◆ What you will do
Transcribe all the data below exactly, leaving its pictures out.

☆ ☆ ☆ ☆

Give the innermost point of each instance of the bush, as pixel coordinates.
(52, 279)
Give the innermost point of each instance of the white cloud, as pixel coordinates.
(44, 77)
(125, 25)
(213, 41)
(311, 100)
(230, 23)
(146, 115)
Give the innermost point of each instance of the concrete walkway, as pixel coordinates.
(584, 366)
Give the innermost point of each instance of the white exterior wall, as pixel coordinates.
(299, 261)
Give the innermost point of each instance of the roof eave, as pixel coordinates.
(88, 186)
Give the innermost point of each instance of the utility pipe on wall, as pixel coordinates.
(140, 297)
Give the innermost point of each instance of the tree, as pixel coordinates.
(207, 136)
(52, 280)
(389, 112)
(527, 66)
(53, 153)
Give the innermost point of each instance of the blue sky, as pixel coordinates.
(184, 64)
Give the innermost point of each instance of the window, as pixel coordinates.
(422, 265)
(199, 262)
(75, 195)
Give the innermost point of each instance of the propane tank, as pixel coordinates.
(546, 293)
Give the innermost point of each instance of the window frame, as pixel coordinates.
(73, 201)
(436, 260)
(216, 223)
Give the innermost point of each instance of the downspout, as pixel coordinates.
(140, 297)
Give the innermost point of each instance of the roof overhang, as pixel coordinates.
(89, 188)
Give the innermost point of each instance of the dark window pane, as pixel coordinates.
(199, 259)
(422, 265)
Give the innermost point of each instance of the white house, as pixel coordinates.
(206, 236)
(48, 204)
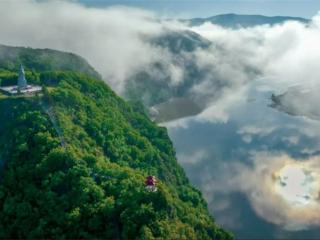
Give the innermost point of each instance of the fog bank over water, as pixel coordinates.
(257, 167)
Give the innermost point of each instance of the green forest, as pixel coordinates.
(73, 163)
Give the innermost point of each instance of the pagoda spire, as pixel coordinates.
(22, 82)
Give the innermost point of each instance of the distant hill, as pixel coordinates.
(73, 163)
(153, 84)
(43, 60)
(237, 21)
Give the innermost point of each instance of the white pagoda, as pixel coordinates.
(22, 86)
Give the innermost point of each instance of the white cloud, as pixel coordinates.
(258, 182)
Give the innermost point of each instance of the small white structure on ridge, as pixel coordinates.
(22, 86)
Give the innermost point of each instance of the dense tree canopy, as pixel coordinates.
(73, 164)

☆ ☆ ☆ ☆

◆ Worked solution
Give the innermost point of each instance of the bush, as pixel coordinates.
(52, 279)
Give the innermost point of each instance of the white cloud, as pixel coordinates.
(44, 77)
(125, 25)
(213, 41)
(311, 100)
(230, 23)
(146, 115)
Give the innermost point of each instance of the concrete walkway, as pixel coordinates.
(584, 366)
Give the innermost point of each instance of the white exterior wall, as pixel coordinates.
(299, 261)
Give the innermost point of each instance of the roof eave, as pixel coordinates.
(88, 186)
Give the innermost point of each instance of the utility pipe on wall, as pixel coordinates.
(140, 297)
Give the innermost point of each instance of the tree, as pixel coordinates.
(207, 136)
(52, 280)
(389, 112)
(527, 66)
(53, 153)
Give the innermost point of each instance of the blue sky, as pixel coordinates.
(184, 64)
Give the innermost point of each instance of the window, as pixel coordinates.
(422, 265)
(199, 262)
(75, 195)
Give the innermost point of each instance of the propane tank, as pixel coordinates.
(546, 293)
Give the innermost point of each instance of the window frame, as pixel coordinates.
(73, 201)
(436, 260)
(216, 223)
Give the innermost point of each instance of the downspout, as pixel coordinates.
(140, 297)
Give the innermost point of each instance of the roof overhang, as pixel coordinates.
(89, 188)
Give the innermost point of each instance of the dark window pane, as pixel coordinates.
(199, 259)
(422, 265)
Give the innermost point of each instance of the white house, as pixel coordinates.
(206, 236)
(48, 204)
Give the innermost point of each instance of the fog bank over water, as pixel coordinates.
(257, 167)
Give the innermost point of each instance of the green forest, as pixel coordinates.
(73, 163)
Give the innermost point of each instance of the pagoda spire, as pixel coordinates.
(22, 82)
Give the innermost point of each instance of the distant hill, as pixel coordinates.
(73, 163)
(153, 84)
(43, 60)
(237, 21)
Give the innermost point of each instance of the white pagoda, as pixel coordinates.
(22, 86)
Give the innermost point of each instance of the white cloud, as pixel coordinates.
(258, 182)
Give the innermost point of each instance of the small white structure on ridge, as pixel coordinates.
(22, 86)
Give the innermost point of each instance of the dense tree canopy, as pixel coordinates.
(73, 164)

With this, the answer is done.